Please filter the records below, keeping only the lines that contain the string "rough". Treat uppercase and lowercase letters as different.

☆ ☆ ☆ ☆

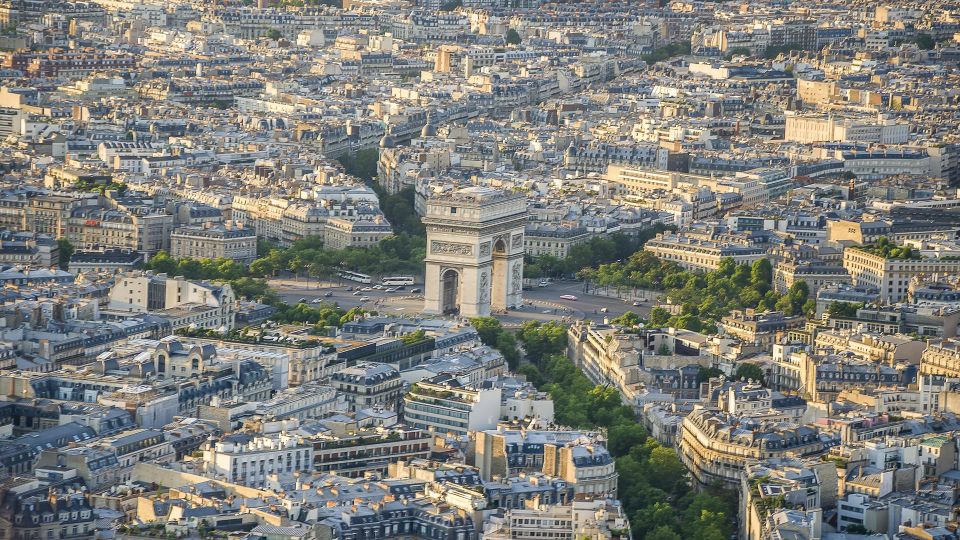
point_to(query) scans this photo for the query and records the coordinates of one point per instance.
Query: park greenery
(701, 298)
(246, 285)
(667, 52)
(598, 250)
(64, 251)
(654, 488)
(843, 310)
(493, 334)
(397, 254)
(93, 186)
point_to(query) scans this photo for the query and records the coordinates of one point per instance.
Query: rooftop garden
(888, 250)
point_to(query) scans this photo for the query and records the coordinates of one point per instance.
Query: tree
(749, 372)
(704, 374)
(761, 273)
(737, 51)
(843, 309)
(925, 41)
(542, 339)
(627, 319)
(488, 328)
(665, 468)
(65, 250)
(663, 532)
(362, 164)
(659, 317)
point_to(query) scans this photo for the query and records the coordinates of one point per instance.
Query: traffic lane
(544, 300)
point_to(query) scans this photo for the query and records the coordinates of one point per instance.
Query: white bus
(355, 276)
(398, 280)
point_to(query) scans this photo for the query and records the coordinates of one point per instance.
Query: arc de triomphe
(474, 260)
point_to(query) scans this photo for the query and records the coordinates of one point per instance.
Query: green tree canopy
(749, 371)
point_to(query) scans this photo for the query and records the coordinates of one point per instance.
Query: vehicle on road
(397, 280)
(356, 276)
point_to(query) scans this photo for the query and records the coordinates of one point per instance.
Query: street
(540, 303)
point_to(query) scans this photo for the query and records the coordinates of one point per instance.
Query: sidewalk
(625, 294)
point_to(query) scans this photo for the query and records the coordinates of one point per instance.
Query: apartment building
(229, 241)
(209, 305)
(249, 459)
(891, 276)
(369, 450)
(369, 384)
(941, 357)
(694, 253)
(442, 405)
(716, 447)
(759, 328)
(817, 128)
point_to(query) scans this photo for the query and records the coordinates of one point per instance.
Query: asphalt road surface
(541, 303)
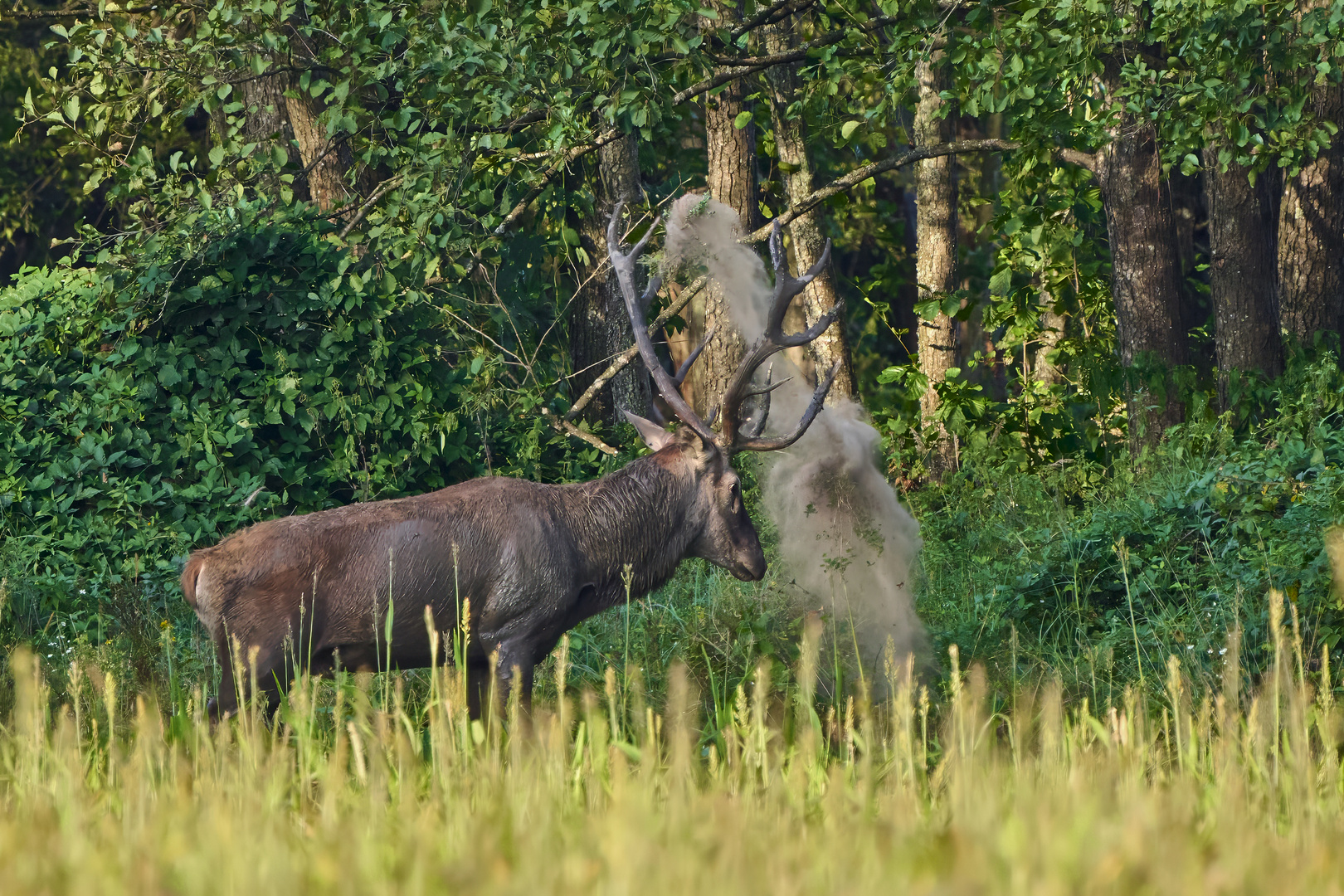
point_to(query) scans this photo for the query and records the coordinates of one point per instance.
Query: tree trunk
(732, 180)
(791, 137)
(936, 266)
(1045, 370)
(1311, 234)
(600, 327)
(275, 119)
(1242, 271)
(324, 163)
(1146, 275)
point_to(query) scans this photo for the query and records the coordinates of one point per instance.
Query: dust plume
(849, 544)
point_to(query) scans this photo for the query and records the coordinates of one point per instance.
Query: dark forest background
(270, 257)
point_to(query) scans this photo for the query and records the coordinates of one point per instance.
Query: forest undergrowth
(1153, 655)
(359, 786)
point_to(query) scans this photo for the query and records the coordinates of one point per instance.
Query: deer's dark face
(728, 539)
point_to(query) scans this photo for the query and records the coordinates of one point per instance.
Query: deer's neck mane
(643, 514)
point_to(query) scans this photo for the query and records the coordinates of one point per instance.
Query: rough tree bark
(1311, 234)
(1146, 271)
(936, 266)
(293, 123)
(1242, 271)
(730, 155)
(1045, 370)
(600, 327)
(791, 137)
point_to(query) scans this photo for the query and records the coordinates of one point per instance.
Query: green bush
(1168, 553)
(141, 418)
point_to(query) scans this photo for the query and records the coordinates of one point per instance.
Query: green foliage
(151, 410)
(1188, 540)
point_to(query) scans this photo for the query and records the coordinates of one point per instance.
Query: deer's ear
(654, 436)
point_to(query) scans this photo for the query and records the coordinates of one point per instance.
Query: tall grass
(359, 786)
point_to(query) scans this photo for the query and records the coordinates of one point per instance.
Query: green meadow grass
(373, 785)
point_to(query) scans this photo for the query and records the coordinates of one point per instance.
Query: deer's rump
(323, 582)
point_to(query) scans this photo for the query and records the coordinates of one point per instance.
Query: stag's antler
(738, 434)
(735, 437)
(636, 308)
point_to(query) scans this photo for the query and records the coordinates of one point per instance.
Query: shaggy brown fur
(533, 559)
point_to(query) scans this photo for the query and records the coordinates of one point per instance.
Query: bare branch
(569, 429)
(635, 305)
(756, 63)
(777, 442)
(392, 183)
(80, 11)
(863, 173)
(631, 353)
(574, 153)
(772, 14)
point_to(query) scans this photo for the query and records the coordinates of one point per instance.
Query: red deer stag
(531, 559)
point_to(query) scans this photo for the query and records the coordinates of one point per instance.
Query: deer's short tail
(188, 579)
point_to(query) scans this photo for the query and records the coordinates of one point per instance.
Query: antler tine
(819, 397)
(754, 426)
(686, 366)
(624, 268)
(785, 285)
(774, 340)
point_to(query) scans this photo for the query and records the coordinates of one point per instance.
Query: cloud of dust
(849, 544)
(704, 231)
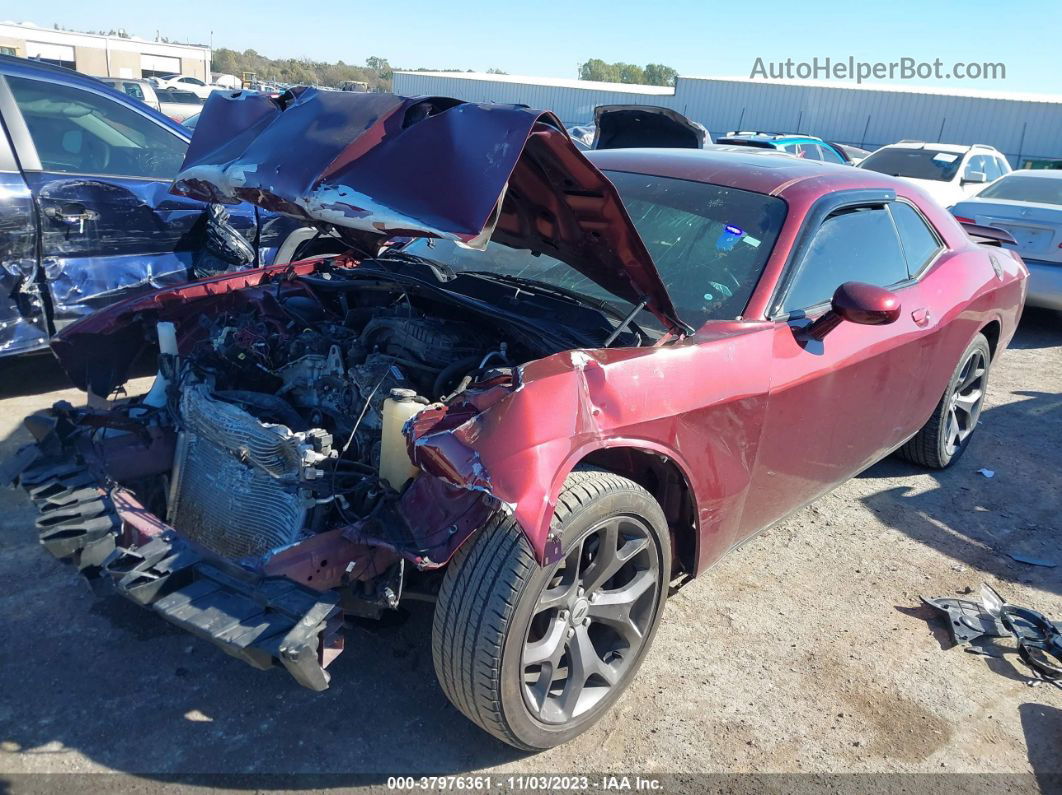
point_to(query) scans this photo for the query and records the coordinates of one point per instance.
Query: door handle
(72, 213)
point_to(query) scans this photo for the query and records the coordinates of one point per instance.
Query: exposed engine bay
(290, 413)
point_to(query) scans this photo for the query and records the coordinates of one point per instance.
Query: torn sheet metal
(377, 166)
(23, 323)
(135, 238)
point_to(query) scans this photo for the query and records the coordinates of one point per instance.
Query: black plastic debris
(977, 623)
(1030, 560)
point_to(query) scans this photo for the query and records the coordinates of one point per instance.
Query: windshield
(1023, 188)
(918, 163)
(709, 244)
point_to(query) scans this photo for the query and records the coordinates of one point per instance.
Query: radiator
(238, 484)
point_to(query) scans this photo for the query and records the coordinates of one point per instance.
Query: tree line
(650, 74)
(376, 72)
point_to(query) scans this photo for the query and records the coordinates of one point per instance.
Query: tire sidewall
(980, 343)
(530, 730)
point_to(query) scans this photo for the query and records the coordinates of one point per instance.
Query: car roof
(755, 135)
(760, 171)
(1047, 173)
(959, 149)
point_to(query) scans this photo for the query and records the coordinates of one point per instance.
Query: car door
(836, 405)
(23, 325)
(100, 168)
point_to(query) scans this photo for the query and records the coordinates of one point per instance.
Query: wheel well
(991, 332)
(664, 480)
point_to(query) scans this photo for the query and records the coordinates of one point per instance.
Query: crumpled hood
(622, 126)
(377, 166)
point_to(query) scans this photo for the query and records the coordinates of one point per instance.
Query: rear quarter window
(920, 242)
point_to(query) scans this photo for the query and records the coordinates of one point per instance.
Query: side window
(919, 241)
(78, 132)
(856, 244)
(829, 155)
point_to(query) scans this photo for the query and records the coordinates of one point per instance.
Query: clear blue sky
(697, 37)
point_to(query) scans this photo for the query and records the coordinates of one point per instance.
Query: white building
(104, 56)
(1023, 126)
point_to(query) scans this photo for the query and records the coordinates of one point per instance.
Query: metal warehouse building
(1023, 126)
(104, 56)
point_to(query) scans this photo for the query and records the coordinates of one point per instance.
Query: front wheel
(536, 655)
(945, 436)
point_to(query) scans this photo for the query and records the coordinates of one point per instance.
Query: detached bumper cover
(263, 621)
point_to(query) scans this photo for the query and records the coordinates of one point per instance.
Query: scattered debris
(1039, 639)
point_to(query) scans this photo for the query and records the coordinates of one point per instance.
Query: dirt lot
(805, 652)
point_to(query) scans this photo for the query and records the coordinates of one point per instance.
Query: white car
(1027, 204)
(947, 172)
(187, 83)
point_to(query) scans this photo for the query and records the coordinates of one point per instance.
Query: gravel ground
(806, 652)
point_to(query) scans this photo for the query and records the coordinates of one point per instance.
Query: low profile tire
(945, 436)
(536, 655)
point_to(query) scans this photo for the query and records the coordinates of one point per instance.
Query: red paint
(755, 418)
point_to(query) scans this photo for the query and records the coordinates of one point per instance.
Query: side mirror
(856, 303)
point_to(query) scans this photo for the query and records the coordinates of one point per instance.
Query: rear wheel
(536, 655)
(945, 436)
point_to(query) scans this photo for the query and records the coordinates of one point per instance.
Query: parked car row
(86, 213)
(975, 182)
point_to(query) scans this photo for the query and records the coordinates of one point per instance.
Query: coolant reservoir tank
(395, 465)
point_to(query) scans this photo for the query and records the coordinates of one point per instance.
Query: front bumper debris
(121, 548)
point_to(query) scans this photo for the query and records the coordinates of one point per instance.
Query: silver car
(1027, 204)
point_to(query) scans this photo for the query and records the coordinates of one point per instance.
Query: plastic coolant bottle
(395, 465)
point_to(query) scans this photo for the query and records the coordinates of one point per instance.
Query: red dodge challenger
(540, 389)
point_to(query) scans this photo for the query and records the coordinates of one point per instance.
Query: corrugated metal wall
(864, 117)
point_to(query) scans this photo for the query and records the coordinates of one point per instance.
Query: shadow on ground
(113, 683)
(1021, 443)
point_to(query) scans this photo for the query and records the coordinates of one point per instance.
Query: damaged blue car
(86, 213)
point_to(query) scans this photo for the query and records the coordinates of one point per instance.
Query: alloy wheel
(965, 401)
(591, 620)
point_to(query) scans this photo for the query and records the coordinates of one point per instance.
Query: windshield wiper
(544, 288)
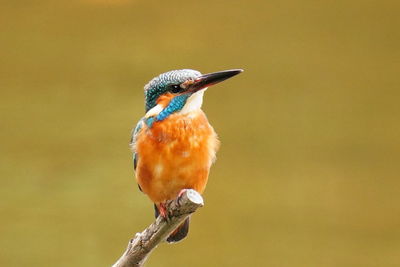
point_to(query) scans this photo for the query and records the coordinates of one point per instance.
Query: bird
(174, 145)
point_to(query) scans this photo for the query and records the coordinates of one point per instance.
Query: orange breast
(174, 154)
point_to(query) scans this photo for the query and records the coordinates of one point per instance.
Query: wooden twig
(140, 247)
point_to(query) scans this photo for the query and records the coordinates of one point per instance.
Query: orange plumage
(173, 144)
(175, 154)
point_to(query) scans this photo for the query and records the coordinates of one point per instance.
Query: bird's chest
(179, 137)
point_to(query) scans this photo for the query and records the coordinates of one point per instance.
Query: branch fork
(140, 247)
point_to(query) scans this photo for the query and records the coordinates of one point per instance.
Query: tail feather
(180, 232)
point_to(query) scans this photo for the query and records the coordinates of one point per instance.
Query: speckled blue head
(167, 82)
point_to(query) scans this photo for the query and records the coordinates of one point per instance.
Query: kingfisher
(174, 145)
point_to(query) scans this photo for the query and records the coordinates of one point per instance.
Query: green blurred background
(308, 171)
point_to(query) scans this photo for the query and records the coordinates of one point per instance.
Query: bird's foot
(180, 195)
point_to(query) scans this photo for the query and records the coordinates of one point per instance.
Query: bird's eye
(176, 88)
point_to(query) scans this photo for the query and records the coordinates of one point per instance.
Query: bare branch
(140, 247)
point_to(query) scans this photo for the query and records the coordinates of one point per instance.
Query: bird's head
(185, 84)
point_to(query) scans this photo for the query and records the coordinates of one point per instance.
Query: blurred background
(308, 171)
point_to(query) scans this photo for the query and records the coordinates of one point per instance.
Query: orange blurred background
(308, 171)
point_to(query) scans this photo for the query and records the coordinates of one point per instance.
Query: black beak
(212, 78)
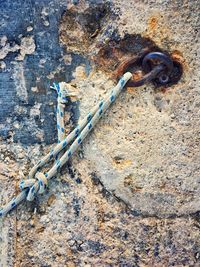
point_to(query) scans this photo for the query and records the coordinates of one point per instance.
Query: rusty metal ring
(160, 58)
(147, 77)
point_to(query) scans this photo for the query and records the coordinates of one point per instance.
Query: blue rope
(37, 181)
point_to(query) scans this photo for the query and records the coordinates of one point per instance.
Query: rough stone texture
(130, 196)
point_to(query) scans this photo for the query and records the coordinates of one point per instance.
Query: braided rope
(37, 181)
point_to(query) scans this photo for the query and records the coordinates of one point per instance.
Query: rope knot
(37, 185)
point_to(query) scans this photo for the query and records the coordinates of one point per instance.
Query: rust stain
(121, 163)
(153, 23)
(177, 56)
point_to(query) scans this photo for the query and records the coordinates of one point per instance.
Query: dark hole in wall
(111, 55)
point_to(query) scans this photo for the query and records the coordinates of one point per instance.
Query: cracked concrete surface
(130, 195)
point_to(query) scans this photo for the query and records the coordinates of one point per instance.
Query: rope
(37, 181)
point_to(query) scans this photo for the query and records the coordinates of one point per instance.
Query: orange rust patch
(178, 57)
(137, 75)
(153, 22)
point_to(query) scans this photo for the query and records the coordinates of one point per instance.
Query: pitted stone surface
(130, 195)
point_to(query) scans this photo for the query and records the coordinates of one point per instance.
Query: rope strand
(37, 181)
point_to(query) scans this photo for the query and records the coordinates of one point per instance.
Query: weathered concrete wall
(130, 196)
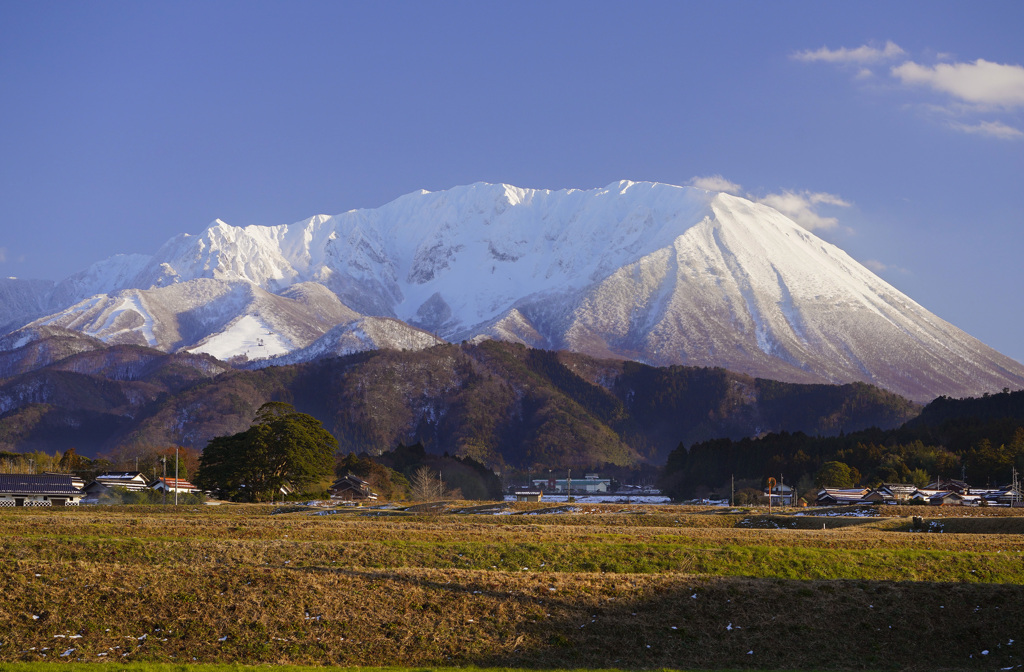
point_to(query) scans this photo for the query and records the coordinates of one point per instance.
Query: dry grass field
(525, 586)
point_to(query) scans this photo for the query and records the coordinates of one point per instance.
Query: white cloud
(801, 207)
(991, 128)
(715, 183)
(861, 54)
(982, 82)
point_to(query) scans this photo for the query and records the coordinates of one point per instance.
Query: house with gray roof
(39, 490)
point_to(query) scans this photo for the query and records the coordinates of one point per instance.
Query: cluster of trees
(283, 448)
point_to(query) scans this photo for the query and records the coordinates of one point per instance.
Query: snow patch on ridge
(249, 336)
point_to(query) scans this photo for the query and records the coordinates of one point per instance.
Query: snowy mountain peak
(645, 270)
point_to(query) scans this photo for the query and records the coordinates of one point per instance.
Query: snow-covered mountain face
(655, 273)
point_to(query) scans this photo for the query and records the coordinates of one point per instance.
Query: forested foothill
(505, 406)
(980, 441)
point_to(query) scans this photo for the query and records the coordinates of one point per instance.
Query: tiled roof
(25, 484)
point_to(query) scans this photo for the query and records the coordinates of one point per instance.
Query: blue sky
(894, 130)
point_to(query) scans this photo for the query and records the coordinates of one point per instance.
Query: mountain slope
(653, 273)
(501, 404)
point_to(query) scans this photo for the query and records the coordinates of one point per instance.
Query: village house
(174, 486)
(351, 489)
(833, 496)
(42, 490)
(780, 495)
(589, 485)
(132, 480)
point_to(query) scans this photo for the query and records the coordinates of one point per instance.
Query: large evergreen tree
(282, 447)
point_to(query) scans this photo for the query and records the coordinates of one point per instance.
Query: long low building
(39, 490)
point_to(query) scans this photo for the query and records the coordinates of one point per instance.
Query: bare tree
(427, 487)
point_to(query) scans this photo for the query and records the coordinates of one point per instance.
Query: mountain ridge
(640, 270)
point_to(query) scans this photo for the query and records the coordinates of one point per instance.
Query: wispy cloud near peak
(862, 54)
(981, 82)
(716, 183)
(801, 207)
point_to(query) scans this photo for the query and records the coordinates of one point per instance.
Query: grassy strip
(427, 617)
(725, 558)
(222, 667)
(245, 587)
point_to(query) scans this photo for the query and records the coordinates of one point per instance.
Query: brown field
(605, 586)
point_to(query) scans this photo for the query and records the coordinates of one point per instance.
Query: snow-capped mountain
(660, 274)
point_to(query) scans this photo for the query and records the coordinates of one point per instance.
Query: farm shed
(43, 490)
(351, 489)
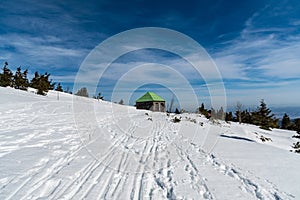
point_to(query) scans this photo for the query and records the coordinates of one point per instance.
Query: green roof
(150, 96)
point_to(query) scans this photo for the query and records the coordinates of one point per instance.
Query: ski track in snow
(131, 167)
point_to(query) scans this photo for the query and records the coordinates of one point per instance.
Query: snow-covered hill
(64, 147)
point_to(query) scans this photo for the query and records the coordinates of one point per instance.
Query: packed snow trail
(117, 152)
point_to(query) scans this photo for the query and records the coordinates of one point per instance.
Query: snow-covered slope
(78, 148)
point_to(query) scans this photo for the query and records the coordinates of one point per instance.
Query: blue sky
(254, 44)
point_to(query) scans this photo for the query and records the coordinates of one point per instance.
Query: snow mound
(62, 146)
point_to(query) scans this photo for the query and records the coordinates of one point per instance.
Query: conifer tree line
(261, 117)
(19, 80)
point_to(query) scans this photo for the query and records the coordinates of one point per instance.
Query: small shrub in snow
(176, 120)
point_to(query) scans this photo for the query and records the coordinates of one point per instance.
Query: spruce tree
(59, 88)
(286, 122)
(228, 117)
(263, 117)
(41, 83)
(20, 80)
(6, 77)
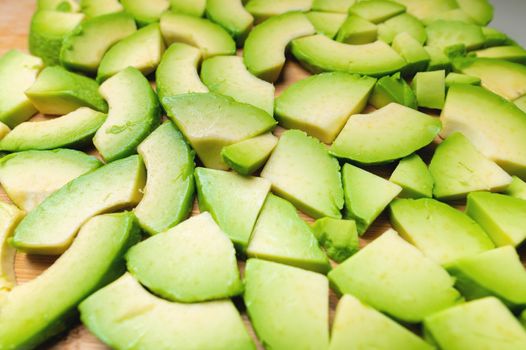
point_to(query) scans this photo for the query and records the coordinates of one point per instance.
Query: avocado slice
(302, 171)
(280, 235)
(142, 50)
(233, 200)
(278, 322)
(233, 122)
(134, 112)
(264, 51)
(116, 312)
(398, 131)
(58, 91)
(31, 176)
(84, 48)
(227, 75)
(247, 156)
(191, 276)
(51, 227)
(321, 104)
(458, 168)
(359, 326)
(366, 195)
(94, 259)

☆ ☆ ☆ ☆

TASK SOLUTION »
Query: rough tree bark
Query: rough stone texture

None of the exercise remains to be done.